Kutipan Dokumen:

__________

Abstract:
Imam Syafi’i menggolongkan Muzara’ah dalam dua kategori hukum, yakni
Muzara’ah yang diperbolehkan dan yang tidak diperbolehkan. Hal tersebut
didasarkan pada hadist yang membolehkan dan melarang Muzara’ah. Sistem
kerjasama dalam bidang pertanian terdapat pula di Indonesia, salah satunya terdapat
di desa Cikole. Kerjasama yang dipraktekkan Desa Cikole yaitu petani pemilik lahan
menyerahkan lahan mereka untuk digarap oleh orang lain dengan sistem bagi hasil,
yang didalam kehidupan masyarakat setempat dikenal dengan istilah paroan kebon.
Penduduk Desa Cikole sebagian besar memeluk agama Islam. Apabila melihat
praktik keagamaan, penduduk disana bermadzhab Syafi’i. Menurut Max Weber
keagamaan itu mempengaruhi perilaku. Oleh karena itu, keagamaan di indikasikan
paham madzhan Syafi’i mempengaruhi perilaku petani kebun.
Terkait dari latar belakang masalah tersebut, rumusan dan tujuan
penelitiannya adalah (1) Akad Muzara’ah perspektif Imam Syafi’i (2) Pelaksanaan
kerjasama penggarapan kebun di desa Cikole kecamatan Lembang (3) Penerapan
akad Muzara’ah perspektif Imam Syafi’i terhadap kerjasama penggarapan kebun di
desa Cikole kecamatan Lembang.
Metode penelitian yang digunakan adalah deskriptif analitis kualitatif. Teknik
pengumpulan data yang digunakan adalah Kuisioner, Wawancara, dan Studi
Literatur. Metode pengambilan sampel yang digunakan adalah simple random
sampling.

__________

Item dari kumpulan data
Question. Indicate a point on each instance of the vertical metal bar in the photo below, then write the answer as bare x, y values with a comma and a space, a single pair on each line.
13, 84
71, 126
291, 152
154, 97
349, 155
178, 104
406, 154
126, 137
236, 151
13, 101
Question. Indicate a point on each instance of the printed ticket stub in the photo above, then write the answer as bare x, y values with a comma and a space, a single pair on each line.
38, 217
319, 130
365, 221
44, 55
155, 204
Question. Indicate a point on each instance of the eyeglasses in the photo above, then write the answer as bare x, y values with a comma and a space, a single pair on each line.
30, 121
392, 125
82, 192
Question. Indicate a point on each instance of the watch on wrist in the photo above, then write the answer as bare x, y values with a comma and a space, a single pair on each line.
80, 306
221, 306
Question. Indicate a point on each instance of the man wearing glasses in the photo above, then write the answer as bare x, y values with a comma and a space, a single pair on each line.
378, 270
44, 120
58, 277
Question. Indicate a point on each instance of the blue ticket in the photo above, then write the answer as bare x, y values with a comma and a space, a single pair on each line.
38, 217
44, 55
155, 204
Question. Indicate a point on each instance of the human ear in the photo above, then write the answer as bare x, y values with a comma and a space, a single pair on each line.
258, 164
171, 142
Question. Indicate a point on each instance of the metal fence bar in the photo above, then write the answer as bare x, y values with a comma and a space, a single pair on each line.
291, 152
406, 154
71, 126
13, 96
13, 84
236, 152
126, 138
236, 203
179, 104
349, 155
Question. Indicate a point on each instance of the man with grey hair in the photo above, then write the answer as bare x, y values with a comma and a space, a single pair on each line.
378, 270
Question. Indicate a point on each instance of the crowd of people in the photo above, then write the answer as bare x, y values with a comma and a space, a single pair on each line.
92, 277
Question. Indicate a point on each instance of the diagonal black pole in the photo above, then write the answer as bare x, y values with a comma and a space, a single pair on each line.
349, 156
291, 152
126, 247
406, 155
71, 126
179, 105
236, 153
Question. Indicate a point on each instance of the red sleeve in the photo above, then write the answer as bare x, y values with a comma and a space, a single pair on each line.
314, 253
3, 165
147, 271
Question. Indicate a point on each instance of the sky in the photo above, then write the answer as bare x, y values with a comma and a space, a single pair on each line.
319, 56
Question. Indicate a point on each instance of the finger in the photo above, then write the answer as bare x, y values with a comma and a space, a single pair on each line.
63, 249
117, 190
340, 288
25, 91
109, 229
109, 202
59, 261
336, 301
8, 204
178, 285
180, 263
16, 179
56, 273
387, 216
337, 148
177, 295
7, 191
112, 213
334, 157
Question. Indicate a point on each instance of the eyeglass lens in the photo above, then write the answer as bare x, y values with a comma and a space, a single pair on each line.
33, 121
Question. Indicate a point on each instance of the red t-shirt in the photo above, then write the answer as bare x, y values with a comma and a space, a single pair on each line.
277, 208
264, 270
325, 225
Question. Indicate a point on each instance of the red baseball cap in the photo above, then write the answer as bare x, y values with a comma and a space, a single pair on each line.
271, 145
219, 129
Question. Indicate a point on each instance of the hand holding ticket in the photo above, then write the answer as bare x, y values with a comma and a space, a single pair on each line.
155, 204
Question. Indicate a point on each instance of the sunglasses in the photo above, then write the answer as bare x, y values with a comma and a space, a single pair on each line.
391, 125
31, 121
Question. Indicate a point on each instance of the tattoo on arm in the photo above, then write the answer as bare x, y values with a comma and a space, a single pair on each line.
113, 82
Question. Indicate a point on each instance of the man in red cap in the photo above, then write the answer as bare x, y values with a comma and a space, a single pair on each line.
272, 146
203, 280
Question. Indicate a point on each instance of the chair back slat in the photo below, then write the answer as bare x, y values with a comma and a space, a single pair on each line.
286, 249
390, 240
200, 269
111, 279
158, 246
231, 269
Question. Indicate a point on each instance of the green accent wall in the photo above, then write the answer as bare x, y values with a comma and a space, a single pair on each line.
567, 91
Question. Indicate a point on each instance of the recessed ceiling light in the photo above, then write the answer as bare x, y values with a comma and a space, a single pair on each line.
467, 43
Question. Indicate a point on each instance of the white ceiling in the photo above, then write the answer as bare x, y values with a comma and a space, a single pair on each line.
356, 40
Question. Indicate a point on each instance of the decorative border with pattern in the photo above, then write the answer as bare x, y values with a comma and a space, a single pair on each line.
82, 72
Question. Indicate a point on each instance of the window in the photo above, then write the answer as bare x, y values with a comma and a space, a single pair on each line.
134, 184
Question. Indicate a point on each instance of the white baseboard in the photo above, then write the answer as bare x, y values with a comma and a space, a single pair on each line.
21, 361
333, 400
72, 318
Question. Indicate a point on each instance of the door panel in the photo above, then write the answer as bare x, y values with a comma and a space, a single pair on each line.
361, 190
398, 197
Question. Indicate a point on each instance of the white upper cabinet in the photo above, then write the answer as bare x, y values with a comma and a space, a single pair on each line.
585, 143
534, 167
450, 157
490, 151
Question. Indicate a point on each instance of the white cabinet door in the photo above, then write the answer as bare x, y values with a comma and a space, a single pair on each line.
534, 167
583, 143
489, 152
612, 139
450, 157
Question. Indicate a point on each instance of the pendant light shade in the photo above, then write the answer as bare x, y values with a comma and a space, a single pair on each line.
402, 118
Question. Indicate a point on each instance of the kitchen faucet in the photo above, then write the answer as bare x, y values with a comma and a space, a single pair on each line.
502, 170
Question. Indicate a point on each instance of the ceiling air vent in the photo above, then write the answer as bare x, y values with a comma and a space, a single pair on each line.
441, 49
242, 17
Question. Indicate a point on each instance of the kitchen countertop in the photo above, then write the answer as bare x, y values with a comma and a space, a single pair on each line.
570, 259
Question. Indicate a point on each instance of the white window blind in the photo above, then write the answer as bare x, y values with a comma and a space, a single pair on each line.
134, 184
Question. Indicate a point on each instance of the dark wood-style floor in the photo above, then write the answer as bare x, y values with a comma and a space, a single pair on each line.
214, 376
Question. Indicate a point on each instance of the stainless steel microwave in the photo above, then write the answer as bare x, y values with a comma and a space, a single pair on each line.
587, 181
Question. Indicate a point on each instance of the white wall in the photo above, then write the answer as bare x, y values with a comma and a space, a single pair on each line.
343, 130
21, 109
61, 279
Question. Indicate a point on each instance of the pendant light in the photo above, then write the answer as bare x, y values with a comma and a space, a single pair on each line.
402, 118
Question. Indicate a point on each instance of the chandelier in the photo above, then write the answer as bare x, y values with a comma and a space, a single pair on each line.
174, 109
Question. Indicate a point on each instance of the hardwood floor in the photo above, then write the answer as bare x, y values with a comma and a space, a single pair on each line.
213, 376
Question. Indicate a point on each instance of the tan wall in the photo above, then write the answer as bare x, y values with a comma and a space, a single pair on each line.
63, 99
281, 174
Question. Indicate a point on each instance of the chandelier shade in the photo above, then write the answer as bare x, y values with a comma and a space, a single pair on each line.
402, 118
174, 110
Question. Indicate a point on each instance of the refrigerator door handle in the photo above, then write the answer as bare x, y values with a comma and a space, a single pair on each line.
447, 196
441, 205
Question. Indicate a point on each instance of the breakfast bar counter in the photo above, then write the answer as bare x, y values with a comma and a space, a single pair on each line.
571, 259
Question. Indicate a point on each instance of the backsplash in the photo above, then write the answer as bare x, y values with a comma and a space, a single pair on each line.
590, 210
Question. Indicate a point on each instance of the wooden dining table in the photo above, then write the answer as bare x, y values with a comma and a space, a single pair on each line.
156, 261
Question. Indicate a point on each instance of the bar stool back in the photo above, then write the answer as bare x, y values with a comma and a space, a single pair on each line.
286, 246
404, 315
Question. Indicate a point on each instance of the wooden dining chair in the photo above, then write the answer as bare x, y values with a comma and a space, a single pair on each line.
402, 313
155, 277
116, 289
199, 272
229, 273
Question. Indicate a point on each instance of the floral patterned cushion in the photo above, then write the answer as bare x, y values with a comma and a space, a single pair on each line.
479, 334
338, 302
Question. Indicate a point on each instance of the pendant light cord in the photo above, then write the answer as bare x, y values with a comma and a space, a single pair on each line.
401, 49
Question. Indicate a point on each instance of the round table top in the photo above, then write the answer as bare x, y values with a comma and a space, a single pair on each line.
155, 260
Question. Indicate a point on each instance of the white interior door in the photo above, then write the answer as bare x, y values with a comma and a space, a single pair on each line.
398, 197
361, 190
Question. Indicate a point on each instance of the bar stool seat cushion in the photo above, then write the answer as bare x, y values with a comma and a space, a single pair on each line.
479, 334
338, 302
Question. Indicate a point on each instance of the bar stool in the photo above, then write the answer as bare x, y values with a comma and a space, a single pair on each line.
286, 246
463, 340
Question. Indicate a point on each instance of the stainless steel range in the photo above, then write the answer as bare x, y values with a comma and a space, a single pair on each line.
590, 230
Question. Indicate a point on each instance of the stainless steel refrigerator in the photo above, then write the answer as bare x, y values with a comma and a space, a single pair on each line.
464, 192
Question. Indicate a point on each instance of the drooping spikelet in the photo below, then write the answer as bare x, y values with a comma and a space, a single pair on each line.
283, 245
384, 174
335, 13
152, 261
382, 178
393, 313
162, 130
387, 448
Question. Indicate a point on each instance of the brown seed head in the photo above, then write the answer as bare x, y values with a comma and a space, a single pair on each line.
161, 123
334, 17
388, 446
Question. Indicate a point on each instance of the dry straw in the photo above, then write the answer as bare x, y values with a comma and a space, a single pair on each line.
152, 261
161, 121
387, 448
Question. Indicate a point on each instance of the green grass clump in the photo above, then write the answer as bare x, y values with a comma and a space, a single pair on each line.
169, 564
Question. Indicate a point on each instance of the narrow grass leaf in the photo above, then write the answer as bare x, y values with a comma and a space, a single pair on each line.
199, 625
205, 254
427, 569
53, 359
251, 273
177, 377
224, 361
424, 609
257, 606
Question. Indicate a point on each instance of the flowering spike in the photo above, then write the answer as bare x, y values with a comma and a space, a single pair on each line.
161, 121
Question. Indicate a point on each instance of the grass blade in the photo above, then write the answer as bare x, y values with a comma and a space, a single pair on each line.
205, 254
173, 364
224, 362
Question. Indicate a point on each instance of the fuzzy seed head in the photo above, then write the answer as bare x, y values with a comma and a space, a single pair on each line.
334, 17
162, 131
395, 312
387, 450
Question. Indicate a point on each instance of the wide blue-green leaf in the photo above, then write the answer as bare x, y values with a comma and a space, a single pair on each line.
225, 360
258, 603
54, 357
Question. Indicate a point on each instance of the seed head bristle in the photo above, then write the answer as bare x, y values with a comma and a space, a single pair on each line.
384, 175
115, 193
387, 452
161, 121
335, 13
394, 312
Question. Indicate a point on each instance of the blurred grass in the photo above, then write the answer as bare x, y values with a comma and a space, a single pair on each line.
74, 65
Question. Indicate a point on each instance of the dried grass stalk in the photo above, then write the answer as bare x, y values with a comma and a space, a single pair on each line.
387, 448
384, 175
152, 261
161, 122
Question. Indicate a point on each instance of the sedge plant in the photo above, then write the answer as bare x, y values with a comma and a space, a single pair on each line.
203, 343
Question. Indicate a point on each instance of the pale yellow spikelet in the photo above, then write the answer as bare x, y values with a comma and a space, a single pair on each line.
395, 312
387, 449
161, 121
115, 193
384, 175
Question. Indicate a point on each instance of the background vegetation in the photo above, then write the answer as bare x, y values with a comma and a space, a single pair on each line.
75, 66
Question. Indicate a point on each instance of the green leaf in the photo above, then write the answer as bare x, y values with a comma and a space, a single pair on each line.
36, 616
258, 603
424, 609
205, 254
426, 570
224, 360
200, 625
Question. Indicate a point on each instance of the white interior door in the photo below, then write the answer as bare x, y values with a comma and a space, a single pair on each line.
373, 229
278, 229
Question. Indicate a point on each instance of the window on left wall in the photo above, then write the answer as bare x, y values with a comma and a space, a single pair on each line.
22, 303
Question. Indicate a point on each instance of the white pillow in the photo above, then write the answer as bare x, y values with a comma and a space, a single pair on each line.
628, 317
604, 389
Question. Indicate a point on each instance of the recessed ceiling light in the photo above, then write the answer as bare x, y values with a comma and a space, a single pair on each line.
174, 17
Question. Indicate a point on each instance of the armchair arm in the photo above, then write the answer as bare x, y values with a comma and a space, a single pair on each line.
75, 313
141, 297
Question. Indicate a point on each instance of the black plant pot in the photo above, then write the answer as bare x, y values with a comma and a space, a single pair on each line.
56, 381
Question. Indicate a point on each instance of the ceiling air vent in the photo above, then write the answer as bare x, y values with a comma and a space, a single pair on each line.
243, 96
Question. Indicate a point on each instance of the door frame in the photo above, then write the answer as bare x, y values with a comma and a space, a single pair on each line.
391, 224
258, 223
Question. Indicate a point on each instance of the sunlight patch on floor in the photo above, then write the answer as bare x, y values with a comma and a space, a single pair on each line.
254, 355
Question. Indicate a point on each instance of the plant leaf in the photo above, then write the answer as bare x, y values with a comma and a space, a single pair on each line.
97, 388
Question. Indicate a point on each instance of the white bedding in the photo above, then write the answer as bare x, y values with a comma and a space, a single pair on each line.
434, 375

__________

Uraian Latihan:
Tuliskan kembali tanpa perubahan bagian abstrak tentang akad Muzara’ah, mulai dari "Terkait dari latar" dan berlanjut sampai "Cikole kecamatan Lembang.". Item tersebut merupakan bahan terpisah dari abstrak.

Penyelesaian Soal:
Terkait dari latar belakang masalah tersebut, rumusan dan tujuan
penelitiannya adalah (1) Akad Muzara’ah perspektif Imam Syafi’i (2) Pelaksanaan
kerjasama penggarapan kebun di desa Cikole kecamatan Lembang (3) Penerapan
akad Muzara’ah perspektif Imam Syafi’i terhadap kerjasama penggarapan kebun di
desa Cikole kecamatan Lembang.